*Exercise instructions*
Please return every line of the records that contains the word "query". Case counts.

*Supplied records*
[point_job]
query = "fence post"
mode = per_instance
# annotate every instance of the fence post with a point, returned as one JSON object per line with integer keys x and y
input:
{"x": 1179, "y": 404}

---

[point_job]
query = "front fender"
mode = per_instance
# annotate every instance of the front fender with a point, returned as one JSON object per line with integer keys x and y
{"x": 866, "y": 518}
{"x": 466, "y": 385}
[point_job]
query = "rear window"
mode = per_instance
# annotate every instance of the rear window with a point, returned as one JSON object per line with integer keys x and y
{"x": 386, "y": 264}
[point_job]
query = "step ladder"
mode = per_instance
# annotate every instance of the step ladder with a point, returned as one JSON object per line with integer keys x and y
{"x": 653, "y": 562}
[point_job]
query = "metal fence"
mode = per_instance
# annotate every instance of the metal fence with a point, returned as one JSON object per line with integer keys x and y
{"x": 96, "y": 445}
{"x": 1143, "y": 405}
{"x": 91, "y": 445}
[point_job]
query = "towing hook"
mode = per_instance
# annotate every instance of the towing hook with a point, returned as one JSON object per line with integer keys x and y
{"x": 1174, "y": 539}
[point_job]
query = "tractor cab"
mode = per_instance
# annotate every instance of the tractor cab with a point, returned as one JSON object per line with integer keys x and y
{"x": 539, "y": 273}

*Answer to the problem*
query = "fence post"
query = "front fender"
query = "rear window"
query = "step ladder"
query = "metal fence"
query = "towing hook"
query = "tractor cab"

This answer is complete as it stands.